───── ENTRIES SHOWN ─────

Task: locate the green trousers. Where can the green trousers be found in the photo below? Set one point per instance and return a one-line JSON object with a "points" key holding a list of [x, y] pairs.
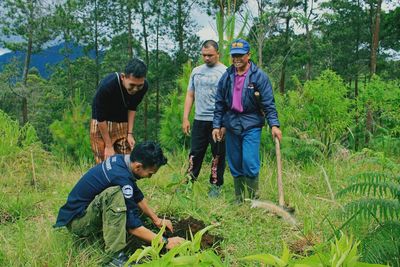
{"points": [[106, 214]]}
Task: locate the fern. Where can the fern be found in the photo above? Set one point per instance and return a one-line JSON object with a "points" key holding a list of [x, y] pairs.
{"points": [[388, 238], [373, 184]]}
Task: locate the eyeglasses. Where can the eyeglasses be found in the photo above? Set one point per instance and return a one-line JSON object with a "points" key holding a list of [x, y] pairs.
{"points": [[239, 55]]}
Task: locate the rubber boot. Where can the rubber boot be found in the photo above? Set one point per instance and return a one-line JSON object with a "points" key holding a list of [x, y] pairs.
{"points": [[252, 187], [239, 183]]}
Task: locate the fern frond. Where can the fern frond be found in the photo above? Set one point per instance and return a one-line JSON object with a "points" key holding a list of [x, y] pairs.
{"points": [[382, 245], [384, 209], [373, 184]]}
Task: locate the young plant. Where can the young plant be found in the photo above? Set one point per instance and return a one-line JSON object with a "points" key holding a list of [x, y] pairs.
{"points": [[188, 253], [343, 252]]}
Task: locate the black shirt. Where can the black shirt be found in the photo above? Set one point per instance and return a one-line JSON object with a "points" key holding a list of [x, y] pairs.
{"points": [[108, 103], [115, 171]]}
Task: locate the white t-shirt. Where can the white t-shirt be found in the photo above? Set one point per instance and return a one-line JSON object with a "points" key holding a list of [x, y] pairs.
{"points": [[204, 82]]}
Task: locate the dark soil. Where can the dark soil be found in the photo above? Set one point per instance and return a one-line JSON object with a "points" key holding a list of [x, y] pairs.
{"points": [[182, 228]]}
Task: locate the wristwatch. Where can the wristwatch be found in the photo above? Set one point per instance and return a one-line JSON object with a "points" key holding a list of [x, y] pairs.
{"points": [[165, 240]]}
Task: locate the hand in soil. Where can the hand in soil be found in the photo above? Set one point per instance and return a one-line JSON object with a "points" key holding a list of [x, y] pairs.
{"points": [[167, 223], [174, 241]]}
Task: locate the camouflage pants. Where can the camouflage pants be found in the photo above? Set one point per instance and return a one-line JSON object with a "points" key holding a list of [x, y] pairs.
{"points": [[106, 214], [118, 134]]}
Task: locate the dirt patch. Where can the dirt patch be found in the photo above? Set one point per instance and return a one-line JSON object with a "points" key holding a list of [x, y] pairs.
{"points": [[5, 217], [183, 227]]}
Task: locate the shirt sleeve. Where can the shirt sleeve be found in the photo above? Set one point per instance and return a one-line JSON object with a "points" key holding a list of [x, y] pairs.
{"points": [[132, 195], [100, 102], [191, 81], [137, 98]]}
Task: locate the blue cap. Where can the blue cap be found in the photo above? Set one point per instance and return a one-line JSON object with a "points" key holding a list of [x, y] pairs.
{"points": [[240, 46]]}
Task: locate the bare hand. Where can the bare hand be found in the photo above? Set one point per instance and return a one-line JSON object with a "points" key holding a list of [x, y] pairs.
{"points": [[222, 133], [131, 140], [108, 152], [186, 126], [276, 132], [168, 224], [216, 134], [174, 241]]}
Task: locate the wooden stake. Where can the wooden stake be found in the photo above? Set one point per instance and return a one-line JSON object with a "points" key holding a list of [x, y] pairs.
{"points": [[279, 165]]}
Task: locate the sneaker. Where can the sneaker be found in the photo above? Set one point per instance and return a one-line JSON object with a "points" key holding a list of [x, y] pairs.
{"points": [[214, 191], [119, 260]]}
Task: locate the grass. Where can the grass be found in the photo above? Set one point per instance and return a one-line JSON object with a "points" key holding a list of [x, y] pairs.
{"points": [[28, 211]]}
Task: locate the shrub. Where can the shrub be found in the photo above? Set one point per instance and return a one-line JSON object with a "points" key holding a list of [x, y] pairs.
{"points": [[71, 134]]}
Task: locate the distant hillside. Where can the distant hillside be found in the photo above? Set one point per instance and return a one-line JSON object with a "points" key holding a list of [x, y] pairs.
{"points": [[49, 56]]}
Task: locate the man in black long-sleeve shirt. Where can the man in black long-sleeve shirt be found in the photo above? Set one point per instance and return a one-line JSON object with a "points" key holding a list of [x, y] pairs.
{"points": [[114, 110]]}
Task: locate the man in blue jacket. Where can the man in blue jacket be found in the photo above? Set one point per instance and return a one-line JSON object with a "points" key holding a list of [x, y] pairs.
{"points": [[107, 200], [243, 114]]}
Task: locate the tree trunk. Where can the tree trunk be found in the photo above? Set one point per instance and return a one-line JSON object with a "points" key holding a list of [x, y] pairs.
{"points": [[374, 48], [25, 73], [308, 38], [375, 37], [157, 71], [130, 46], [283, 69], [146, 104], [96, 42]]}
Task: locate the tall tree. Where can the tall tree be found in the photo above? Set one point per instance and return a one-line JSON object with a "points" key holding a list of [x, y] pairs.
{"points": [[182, 27], [375, 33], [289, 5], [26, 23], [93, 14], [68, 27]]}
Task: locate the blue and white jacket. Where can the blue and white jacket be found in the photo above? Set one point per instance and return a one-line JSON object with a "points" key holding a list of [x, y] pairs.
{"points": [[251, 117]]}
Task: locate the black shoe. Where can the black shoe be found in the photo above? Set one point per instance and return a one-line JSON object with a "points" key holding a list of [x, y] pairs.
{"points": [[118, 261]]}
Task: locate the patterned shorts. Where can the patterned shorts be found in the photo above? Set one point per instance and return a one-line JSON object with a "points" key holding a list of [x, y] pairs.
{"points": [[118, 134]]}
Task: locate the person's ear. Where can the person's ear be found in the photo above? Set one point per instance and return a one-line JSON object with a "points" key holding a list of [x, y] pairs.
{"points": [[136, 166]]}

─────

* [WORK TASK]:
Leave every image out and retype the entries above word for word.

* [RESPONSE TO THIS EXERCISE]:
Task: locate the green trousers. Where can the green trousers be found in the photo below? Set one point per instance and return a one-line JSON object with a "points" key holding a list of [x, y] pairs.
{"points": [[106, 214]]}
Task: locate the fern. Where can the fern be found in the photo above? Set one point per instance and return a one-line JSON object with a "points" key holding a list of [x, y] pairs.
{"points": [[388, 238], [373, 184]]}
Task: locate the eyeglasses. Where can the eyeglasses be found in the photo above? Set one point per instance and return a one-line JSON object with a "points" key holding a list of [x, y] pairs.
{"points": [[239, 55]]}
Task: locate the rubber boot. Where can the rubber boot be found in the photo above? Set one point per instance and return a one-line JSON object with a "points" key holding a list of [x, y] pairs.
{"points": [[252, 187], [239, 183]]}
Task: locate the fern frond. Where can the fern frond be found in the photo above? Set one point per instance and return a one-line JSON object with a "points" key holding a list of [x, y] pairs.
{"points": [[382, 245], [384, 209], [373, 184]]}
Task: locate the young plant. Where can the young plant be found in the photo above? Set one point per instance and return a one-line JSON object with a "points" key holding a list of [x, y] pairs.
{"points": [[188, 253], [343, 252]]}
Task: locate the black shirt. Where can the black shirt be found in the photo above? Set one point per instance and return a one-line JSON object with a "points" key holding a list of [x, y] pairs.
{"points": [[108, 103], [115, 171]]}
Task: locate the white t-shirt. Where can the white t-shirt be found in the photo above? Set one point per instance and return a one-line JSON object with a "points" key holding a list of [x, y] pairs.
{"points": [[204, 82]]}
Task: locate the dark soil. Where can the dark soil be found in the photo above? Set one point per instance and return a one-line JSON object with a "points" key holding a list of [x, y] pairs.
{"points": [[182, 228]]}
Task: locate the wristwatch. Where can the wristwatch be found in the photo above? Set one point per instance and return a one-line JSON object with a "points" key holding a list of [x, y] pairs.
{"points": [[165, 240]]}
Task: locate the hand in soil. Where can the hand in soil be found in the photo above? Set one point per instance and return a one-line JSON object with a "points" key holding a list of [x, y] pairs.
{"points": [[167, 223], [174, 241]]}
Task: locate the camouflage pants. Where can the camouflage pants be found in the photo above? Set one point per instance and return a one-line JSON object with a "points" key holding a list of [x, y] pairs.
{"points": [[106, 214], [118, 134]]}
Task: locate the dirt patch. Where can the dirt patch be found in the photo above? Set one point per instance and return a one-line JSON object with a "points" key holding a list of [x, y] pairs.
{"points": [[5, 217], [183, 227]]}
Task: locate the shirt sleeve. Where can the shirt sleeve be found in the photo above? Set one point per instance and return a one-line JSON object with a "points" key holding a list of [x, y] pairs.
{"points": [[132, 195], [100, 102], [191, 81], [137, 98]]}
Task: locate the blue cap. Where can the blue cap be found in the photo above? Set one point per instance and return a one-line JSON object with a "points" key holding a list of [x, y] pairs.
{"points": [[240, 46]]}
Task: locate the bare hand. Where can the bare hand be found in the photo above? Set one point per instance and return a one-line JSON object with a "points" key holding a list of [x, y] pairs.
{"points": [[222, 133], [131, 140], [108, 152], [186, 126], [276, 132], [168, 224], [216, 134], [174, 241]]}
Task: locate the wooden stake. Where can the wooden stake be found in the photo above? Set one point per instance and return a one-line JSON object with a "points" key holding a list of [x, y] pairs.
{"points": [[279, 165]]}
Task: locate the sneaker. Where can the sneaker be found in the photo above? Set one point per instance and return a one-line JSON object with a "points" key holding a list of [x, y] pairs.
{"points": [[214, 191], [119, 260]]}
Task: locate the grass. Where can the grass be found in the photo above? Set one point per instance and return a one-line JSON object with a "points" key holding a list of [x, y] pairs.
{"points": [[28, 211]]}
Task: locate the shrub. Where can the shrub be found in the photo above? Set one point per instance and return a one-line JSON object with a "points" key holding a list of [x, y] pairs.
{"points": [[71, 134]]}
Task: locate the distant hillside. Where can the distant hillside be found in the photo above? Set one point per instance and return a one-line JSON object with a "points" key holding a list of [x, y] pairs.
{"points": [[49, 56]]}
Task: locate the man in black long-sleeve shirt. Where can the man in black long-sleeve shirt be found in the photo above? Set one point per instance and return a one-line JSON object with a "points" key holding a list of [x, y] pairs.
{"points": [[114, 110]]}
Task: locate the man in blue jacket. Where can the man in blue jacket be found in the photo above? Set one point per instance and return a one-line JSON object with a "points" key holding a list of [x, y] pairs.
{"points": [[107, 200], [243, 114]]}
Task: locate the tree trunk. Where can the tree trunk be found in the photo above? Set one point per instance and return a one-line JSON object with a "points" key holding a list of [x, y] pairs.
{"points": [[374, 48], [25, 73], [308, 38], [375, 37], [157, 71], [130, 46], [283, 69], [146, 104], [96, 42]]}
Task: locate the tall tree. Where can the tall tree be found in the photo above? Set one point per instance and return a one-line JSON object with a "points" key holding a list of [x, y] pairs.
{"points": [[182, 27], [375, 33], [289, 5], [26, 23], [93, 14], [68, 27]]}
Task: locate the blue and white jacket. Where can the blue and white jacket be found in the photo above? Set one point per instance and return a one-line JSON object with a "points" key holding a list of [x, y] pairs.
{"points": [[251, 117]]}
Task: locate the black shoe. Where can the black shoe be found in the photo above? Set one point per instance and return a one-line JSON object with a "points" key holding a list of [x, y] pairs.
{"points": [[118, 261]]}
Task: locate the patterned shorts. Where can the patterned shorts be found in the photo above? Set one point per instance and return a one-line JSON object with a "points" key holding a list of [x, y] pairs.
{"points": [[118, 134]]}
Task: locate the person's ear. Where can the person's ear be found in the photo above? Set one point per instance and return a one-line JSON object with a "points" key holding a list of [x, y] pairs.
{"points": [[136, 166]]}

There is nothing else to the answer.